- _INSTRUCTIONS FOR THE TASK_
Which lines of the entries below include "crown"? List them all.

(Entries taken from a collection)
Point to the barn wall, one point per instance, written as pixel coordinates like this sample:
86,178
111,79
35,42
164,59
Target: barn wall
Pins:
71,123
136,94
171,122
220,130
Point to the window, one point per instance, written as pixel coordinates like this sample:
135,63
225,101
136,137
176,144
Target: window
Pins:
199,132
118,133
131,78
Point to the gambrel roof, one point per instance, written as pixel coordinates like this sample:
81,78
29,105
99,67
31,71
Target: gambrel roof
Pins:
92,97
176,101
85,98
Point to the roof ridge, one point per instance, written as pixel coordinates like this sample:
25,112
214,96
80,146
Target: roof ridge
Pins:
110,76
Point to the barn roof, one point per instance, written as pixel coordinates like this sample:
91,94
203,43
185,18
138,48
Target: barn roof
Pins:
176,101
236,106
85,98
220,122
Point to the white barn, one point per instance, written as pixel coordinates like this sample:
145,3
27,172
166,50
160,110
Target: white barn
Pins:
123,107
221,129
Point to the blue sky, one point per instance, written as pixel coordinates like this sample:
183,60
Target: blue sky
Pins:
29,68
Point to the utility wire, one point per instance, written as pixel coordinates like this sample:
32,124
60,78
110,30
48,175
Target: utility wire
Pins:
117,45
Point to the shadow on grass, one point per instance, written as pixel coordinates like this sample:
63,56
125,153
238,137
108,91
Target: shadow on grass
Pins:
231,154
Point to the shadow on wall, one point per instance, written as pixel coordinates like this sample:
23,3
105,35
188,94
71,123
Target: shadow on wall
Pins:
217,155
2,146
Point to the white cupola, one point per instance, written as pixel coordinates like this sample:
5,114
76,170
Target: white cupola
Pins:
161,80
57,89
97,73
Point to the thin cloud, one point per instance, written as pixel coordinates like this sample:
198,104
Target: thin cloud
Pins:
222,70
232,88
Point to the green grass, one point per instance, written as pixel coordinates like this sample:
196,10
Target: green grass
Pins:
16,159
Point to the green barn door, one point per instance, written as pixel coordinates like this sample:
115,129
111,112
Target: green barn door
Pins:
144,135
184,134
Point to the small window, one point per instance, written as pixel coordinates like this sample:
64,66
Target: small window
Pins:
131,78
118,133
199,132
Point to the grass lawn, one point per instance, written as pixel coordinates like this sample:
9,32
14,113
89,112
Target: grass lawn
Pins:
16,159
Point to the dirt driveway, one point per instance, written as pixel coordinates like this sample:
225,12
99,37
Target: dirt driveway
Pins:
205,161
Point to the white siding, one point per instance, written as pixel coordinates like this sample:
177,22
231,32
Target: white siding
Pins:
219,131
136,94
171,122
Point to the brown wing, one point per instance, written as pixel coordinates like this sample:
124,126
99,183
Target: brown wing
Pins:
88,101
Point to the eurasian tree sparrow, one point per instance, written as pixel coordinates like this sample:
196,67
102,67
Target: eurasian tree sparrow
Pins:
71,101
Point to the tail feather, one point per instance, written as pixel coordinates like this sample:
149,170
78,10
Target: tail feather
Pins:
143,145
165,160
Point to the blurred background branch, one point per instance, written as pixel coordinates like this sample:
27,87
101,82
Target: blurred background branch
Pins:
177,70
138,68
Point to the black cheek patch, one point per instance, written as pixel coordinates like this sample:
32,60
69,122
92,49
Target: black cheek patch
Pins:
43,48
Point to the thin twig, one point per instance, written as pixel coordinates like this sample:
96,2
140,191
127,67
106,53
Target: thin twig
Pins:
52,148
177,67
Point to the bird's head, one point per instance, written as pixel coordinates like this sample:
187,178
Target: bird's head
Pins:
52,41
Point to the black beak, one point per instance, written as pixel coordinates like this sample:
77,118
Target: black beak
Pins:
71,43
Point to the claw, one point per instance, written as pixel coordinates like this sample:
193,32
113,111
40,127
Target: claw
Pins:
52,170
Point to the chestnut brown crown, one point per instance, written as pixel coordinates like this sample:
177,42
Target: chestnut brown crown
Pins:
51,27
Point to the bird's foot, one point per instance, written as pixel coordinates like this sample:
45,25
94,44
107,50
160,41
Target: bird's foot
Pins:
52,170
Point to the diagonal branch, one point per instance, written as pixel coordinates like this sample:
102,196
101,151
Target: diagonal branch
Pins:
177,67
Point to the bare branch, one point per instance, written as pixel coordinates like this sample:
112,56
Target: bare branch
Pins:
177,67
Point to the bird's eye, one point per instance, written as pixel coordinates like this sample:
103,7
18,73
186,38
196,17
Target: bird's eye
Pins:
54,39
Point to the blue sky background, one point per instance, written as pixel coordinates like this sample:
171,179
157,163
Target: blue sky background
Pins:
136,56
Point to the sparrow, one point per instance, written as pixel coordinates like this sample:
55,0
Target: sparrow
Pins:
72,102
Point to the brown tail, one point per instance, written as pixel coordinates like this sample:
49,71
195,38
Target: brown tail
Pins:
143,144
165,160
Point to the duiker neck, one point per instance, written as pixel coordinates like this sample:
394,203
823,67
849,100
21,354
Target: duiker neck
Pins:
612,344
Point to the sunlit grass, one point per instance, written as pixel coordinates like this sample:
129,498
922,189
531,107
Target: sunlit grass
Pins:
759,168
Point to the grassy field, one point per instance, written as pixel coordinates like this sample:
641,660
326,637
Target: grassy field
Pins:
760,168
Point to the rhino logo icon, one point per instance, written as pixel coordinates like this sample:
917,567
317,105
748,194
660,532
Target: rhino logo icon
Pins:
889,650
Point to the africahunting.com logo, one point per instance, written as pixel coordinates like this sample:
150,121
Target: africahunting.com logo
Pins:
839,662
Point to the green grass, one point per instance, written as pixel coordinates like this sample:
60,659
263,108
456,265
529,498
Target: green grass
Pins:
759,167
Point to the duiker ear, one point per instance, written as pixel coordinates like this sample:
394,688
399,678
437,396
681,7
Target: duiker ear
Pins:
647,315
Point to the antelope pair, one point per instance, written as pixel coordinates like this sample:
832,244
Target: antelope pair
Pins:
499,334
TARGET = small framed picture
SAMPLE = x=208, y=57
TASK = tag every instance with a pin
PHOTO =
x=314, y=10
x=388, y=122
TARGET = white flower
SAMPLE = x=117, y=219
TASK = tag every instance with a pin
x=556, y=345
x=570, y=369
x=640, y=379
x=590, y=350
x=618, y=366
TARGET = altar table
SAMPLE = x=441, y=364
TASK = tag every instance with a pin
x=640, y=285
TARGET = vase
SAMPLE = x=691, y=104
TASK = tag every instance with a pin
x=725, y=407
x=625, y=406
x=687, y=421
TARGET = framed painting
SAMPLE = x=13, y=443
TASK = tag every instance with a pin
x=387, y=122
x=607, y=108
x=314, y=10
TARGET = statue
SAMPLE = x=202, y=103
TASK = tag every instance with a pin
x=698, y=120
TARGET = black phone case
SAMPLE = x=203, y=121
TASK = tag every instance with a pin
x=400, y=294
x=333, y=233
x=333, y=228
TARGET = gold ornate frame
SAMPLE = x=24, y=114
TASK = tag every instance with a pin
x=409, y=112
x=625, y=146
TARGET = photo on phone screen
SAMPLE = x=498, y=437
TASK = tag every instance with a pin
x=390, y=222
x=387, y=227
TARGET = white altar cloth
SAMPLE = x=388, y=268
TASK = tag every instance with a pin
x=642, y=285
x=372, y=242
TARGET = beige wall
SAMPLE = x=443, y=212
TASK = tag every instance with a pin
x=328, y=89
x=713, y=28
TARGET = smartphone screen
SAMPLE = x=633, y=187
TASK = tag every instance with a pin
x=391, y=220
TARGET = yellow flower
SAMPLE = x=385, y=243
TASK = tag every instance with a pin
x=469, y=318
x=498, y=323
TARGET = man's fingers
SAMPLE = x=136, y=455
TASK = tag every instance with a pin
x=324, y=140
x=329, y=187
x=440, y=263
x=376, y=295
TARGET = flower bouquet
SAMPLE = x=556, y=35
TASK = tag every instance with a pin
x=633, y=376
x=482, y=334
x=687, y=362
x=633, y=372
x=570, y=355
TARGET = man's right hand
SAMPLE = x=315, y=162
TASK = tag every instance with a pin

- _RESPONSE AREA_
Point to the chestnut brown crown, one point per instance, written as pixel coordinates like this sample:
Target: chestnut brown crown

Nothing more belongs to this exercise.